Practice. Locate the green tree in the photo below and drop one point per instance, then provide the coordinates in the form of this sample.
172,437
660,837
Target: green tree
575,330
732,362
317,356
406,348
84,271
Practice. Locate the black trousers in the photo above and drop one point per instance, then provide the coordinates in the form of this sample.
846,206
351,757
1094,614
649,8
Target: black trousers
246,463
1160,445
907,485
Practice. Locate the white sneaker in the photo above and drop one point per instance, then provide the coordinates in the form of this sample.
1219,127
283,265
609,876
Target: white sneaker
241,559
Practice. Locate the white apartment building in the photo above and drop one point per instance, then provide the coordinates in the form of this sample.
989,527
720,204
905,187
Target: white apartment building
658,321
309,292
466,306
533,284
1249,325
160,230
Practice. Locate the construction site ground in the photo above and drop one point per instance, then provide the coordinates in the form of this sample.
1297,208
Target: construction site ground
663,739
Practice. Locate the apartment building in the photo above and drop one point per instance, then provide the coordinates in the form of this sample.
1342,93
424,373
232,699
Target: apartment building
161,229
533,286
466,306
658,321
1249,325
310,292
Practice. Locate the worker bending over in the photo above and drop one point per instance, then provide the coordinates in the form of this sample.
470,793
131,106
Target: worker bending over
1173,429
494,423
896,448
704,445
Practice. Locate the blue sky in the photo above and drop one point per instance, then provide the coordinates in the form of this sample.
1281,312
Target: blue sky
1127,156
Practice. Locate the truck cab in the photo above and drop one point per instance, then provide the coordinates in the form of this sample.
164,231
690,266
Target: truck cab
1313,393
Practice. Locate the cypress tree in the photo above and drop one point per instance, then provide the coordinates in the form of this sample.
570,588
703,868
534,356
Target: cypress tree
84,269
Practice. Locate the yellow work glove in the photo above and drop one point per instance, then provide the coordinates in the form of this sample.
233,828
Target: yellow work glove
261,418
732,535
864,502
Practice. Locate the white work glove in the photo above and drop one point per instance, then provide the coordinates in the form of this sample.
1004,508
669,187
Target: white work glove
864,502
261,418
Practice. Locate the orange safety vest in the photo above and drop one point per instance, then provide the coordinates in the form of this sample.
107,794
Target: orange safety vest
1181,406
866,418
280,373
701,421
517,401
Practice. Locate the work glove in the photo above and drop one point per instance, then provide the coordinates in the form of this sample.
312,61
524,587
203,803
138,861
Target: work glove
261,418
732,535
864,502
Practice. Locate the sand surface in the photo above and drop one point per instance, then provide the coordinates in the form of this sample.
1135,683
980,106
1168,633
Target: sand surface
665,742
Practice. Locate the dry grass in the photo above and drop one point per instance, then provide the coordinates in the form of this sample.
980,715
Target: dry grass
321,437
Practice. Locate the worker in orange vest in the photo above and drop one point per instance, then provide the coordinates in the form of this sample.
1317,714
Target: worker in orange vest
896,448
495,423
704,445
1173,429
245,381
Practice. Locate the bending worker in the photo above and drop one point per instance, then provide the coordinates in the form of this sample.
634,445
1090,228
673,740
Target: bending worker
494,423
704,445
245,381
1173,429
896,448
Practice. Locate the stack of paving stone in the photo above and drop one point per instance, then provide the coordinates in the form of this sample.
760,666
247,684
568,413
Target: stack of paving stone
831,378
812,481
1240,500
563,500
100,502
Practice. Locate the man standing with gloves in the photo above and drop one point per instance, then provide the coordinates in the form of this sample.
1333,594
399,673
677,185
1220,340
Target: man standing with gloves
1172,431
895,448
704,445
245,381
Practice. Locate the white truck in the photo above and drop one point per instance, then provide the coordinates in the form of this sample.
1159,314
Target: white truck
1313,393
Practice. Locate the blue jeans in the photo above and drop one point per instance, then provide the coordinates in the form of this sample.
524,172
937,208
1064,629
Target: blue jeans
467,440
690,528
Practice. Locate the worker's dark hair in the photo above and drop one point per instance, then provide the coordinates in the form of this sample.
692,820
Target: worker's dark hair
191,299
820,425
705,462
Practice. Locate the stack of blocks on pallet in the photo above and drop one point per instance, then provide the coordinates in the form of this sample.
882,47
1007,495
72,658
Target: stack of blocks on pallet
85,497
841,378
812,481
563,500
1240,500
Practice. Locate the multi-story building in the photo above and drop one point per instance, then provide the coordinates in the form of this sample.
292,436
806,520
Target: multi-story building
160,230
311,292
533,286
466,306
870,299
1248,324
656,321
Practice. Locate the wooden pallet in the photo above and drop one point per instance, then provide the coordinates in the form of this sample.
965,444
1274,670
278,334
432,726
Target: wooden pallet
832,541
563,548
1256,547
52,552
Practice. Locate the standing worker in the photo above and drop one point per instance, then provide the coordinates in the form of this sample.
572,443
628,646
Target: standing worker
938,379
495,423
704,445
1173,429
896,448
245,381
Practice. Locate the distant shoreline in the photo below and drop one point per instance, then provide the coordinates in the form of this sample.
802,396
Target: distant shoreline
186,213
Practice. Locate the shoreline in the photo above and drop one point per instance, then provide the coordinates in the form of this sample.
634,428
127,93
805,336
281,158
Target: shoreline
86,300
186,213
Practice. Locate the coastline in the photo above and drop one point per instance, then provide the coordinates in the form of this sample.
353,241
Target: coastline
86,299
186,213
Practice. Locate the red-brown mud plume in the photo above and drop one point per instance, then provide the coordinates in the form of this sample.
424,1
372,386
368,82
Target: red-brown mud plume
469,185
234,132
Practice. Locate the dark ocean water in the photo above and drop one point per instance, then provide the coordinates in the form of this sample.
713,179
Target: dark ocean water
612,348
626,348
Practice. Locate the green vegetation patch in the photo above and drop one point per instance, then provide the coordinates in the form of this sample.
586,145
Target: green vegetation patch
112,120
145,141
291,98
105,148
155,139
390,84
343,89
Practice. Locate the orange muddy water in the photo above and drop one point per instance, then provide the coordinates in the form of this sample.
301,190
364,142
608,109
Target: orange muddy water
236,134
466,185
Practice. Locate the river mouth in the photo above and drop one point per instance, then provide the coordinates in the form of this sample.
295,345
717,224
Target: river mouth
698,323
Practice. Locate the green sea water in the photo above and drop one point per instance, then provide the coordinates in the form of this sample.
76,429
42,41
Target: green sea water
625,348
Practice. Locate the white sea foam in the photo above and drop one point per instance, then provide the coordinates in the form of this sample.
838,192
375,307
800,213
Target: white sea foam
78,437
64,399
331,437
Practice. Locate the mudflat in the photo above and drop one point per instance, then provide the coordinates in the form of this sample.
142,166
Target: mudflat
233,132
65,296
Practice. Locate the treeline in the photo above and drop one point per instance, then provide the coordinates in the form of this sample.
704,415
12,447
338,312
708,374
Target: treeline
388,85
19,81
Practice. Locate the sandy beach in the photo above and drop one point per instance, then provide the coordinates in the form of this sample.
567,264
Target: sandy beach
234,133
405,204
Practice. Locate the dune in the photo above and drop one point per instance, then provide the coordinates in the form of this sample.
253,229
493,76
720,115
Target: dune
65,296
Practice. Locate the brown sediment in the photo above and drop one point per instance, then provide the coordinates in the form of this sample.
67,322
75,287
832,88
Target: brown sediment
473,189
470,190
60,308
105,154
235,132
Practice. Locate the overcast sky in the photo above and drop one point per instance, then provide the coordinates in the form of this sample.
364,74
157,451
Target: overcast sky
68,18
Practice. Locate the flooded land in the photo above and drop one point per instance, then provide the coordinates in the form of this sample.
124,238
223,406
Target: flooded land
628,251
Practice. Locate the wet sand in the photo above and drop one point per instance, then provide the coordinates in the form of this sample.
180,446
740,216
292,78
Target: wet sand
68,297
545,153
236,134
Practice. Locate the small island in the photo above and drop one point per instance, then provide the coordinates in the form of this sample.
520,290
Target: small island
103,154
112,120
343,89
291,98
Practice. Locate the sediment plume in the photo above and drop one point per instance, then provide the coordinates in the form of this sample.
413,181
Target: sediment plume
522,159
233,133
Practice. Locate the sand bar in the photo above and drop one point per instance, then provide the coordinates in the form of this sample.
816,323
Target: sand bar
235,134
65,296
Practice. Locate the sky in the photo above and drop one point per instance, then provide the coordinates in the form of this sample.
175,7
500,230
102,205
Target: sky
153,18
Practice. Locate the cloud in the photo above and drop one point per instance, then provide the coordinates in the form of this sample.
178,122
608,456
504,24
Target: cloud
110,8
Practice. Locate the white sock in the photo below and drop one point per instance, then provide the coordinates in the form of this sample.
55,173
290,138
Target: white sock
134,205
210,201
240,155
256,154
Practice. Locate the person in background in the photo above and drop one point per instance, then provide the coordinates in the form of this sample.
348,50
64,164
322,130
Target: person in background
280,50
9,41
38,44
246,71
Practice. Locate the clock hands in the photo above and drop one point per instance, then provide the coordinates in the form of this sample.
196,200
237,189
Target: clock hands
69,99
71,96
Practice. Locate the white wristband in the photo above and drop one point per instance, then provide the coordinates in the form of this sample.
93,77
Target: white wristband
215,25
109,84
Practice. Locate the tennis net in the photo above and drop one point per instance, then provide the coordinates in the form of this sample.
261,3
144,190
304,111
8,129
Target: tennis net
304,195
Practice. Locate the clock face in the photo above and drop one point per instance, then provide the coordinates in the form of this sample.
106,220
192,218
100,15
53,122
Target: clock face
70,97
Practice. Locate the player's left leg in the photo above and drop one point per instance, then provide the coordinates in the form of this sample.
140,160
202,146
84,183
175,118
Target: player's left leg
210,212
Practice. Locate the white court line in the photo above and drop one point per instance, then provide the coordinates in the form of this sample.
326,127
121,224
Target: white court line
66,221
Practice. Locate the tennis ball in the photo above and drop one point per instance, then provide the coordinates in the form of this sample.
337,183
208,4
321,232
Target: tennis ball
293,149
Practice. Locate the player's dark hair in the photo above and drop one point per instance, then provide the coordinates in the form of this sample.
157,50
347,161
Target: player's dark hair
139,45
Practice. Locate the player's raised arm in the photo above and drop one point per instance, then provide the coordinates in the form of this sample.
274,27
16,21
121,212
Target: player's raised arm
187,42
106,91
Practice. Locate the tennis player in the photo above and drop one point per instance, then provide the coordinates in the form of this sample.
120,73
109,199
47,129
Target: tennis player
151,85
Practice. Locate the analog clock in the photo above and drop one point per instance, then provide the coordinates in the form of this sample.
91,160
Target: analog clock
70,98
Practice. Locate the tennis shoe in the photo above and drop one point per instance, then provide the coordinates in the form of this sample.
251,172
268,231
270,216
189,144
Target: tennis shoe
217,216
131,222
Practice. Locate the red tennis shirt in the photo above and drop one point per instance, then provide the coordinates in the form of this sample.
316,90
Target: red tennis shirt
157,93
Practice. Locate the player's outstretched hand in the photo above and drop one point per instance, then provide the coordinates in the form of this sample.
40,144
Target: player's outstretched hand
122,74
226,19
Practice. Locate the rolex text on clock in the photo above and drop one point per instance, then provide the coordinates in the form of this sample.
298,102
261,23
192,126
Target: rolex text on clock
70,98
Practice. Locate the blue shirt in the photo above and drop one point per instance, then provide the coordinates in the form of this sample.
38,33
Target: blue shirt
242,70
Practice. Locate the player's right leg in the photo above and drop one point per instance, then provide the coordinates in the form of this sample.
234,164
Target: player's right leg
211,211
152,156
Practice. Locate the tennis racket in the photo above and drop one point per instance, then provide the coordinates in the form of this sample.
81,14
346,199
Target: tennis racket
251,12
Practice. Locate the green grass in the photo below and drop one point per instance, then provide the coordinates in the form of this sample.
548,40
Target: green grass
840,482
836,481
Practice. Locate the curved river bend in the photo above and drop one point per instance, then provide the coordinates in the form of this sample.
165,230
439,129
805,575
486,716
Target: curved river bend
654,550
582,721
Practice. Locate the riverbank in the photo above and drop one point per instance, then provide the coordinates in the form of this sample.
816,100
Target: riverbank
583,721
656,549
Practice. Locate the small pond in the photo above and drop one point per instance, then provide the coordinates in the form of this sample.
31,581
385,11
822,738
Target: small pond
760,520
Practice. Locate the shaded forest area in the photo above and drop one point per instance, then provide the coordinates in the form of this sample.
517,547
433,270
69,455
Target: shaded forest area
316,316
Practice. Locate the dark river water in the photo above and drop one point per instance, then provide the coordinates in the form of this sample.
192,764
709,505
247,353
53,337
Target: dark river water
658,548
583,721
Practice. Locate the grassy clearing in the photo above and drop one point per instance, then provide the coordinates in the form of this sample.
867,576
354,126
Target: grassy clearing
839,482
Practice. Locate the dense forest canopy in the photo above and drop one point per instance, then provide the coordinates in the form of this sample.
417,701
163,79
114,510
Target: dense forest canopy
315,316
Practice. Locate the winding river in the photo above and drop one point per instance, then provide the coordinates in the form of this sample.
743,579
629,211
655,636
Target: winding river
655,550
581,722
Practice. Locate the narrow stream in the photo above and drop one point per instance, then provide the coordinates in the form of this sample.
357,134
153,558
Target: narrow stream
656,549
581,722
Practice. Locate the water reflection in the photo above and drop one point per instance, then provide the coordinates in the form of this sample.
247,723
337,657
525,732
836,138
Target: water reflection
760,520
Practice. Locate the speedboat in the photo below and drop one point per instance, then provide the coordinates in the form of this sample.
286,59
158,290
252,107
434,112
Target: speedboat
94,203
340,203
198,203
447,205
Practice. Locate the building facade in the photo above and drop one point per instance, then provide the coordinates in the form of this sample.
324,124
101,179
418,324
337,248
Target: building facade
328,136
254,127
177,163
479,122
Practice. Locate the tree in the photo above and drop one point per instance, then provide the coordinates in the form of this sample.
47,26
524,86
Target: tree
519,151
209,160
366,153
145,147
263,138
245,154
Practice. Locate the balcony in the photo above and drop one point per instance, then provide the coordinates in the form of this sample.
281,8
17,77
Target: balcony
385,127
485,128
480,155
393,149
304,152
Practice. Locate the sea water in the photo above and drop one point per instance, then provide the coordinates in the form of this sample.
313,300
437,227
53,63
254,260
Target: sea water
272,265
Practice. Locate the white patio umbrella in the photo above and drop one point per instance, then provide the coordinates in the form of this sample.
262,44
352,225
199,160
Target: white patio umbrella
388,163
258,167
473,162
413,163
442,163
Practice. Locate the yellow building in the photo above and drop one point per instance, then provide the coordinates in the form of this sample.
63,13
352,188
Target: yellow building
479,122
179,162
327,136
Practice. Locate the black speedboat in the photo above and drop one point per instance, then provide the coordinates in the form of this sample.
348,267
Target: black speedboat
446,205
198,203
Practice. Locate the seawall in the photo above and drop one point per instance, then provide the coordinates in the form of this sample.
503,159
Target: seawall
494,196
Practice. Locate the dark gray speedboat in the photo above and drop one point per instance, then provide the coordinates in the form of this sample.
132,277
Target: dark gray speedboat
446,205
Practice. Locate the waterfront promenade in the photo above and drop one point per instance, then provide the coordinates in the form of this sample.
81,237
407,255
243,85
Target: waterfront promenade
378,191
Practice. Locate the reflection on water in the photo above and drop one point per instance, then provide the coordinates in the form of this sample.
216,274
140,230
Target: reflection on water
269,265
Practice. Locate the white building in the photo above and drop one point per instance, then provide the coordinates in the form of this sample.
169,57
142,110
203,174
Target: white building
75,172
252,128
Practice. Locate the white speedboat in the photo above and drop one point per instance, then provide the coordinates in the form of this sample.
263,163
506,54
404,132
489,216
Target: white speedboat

* * * *

TASK BRIEF -
Compute the number of lines in the entries above that hold the word "below"; the answer must contain nothing else.

EXPECTED ANSWER -
5